PAGE EXTRACT:
The Chagall windows at Hadassah Hospital are considered by many to be Marc Chagall’s greatest accomplishment in stained glass.
We can't tempt you into visiting them with a photograph on this page, because the windows are copyrighted and no photography is allowed, so you'll just have to trust us that they are gorgeous!
The twelve stained-glass windows, each depicting a tribe of Israel and each with its own predominant color scheme, transform the space of the synagogue in Hadassah Hospital – Ein Karem into a dazzling play of light and colors in a way that is profoundly moving for a place of worship.
The artist in 1921.
Chagall and his assistant Charles Marq worked on the windows for over two years and developed a new technique to allow Chagall to use up to three colors on a single pane of glass.
The artist in 1921.
The stunning results – 12 windows, each about 11 feet tall and 8 feet wide – were completed in 1961. They were on display in Paris, then New York, where record breaking crowds lined up around the block of the Museum of Modern Art to see them. The windows were installed in their permanent home in February 1962.
Chagall said that all the time he worked on these windows, "I felt my mother and father looking over my shoulder; and behind them were Jews, millions of other vanished Jews - of yesterday and a thousand years ago." At the dedication ceremony, he described the windows as his "modest gift to the Jewish people, who have always dreamt of biblical love, of friendship and peace among all people; to that people who lived here, thousands of years ago, among other Semitic people. My hope is that I hereby extend my hand to seekers of culture, to poets and to artists among the neighboring people."

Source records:
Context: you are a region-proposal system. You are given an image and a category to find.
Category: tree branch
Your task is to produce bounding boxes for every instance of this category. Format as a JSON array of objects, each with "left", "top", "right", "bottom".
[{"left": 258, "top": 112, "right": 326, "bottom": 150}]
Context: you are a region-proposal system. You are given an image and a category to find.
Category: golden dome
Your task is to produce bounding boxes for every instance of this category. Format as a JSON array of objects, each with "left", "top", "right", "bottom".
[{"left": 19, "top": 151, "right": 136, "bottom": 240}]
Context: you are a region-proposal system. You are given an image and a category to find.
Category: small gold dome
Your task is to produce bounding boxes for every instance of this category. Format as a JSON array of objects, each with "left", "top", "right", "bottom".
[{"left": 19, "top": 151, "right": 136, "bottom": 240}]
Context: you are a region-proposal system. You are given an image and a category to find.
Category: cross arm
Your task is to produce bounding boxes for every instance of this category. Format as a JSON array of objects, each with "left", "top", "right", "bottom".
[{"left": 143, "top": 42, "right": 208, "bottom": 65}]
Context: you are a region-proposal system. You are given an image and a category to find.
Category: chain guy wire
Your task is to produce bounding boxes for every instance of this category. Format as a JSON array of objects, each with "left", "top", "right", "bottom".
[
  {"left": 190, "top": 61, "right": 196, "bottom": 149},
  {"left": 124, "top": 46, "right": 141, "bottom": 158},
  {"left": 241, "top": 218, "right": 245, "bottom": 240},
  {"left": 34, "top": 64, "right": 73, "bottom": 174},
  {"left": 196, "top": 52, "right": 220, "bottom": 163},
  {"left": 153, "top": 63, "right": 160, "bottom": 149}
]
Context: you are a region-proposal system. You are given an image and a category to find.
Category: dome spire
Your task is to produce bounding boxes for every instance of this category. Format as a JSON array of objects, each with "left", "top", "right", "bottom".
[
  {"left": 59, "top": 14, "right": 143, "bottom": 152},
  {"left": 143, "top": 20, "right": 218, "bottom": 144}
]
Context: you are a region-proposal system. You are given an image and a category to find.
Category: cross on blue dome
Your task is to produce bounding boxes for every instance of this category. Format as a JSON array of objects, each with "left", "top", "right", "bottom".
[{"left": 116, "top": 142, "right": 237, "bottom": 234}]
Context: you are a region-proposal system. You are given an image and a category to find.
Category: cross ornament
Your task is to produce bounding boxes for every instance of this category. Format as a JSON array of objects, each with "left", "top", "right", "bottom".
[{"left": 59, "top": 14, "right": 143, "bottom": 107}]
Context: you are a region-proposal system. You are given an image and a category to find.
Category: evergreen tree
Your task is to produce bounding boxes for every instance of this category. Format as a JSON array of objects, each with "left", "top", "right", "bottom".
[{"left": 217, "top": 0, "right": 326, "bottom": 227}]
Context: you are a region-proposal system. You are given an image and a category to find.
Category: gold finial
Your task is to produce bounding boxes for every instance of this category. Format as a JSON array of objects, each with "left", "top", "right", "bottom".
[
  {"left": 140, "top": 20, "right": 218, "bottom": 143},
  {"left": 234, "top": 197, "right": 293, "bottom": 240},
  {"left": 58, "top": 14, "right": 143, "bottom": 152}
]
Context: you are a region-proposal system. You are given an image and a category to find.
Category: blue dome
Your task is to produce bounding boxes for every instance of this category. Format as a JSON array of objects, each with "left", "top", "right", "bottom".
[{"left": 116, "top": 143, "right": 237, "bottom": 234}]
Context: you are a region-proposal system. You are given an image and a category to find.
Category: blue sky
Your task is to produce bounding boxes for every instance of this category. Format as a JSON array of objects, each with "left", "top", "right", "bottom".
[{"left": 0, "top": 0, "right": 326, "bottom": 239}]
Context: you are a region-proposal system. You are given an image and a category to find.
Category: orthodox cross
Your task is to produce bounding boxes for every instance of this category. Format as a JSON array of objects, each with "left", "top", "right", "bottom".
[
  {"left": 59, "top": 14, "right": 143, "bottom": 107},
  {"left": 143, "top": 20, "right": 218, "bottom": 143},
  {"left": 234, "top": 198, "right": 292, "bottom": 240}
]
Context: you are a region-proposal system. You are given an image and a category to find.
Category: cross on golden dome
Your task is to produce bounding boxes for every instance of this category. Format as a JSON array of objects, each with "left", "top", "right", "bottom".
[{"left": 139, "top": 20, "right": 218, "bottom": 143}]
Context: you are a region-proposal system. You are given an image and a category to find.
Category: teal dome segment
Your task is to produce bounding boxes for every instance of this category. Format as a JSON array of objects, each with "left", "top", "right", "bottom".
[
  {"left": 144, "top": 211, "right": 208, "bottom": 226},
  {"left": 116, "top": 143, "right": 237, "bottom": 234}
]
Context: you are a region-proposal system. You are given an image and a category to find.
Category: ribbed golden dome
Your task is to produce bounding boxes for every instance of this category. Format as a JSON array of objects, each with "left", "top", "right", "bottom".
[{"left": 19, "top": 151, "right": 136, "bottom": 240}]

TRY IT:
Using the page on the Chagall windows above, mark each statement yes or no and quote the words of the page that decide it. 1. Chagall worked on the windows without help. 2. The windows were installed in their permanent home in February 1962. 3. Each window is about 11 feet wide.

YOUR SOLUTION:
1. No: "Chagall and his assistant Charles Marq worked on the windows for over two years"
2. Yes: "The windows were installed in their permanent home in February 1962."
3. No: "each about 11 feet tall and 8 feet wide"